*** Passage provided

For years- try a decade- I took 1 Peter 3 out of context: I became a quiet, submissive, don't-laugh-too-loud-'cause-that'll-annoy-a-man, don't-be-taller-than-a-man-because-that's-emasculating-, don't-answer-like-you-know-the-answer-because-a-man-doesn't-want-a-woman-who-knows-more-than-him KIND OF WOMAN.

No, really, ask my bestie: I became that woman.

Then through the years, a few things happened. A.) It became exhausting not being who I truly was. B.) I came across a Matt Chandler sermon that God used profoundly and C.) God used a normal-every-day phone call with my bestie to change my world. So here we go with the explanations:
         
*A.) Needs no explanation. I was exhausted of faking it all the time.

******
*** Raw data

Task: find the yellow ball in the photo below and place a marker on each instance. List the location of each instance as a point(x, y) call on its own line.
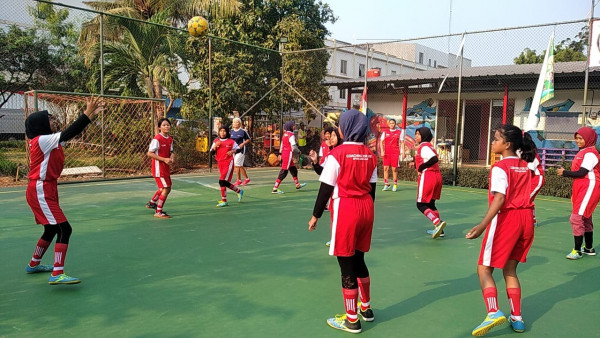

******

### What you should do
Rewrite the part of the passage on 1 Peter 3 that opens with the words containing "For years- try" and closes with "became that woman.", swapping "bestie" for "best friend".

### Output for this task
For years- try a decade- I took 1 Peter 3 out of context: I became a quiet, submissive, don't-laugh-too-loud-'cause-that'll-annoy-a-man, don't-be-taller-than-a-man-because-that's-emasculating-, don't-answer-like-you-know-the-answer-because-a-man-doesn't-want-a-woman-who-knows-more-than-him KIND OF WOMAN.

No, really, ask my best friend: I became that woman.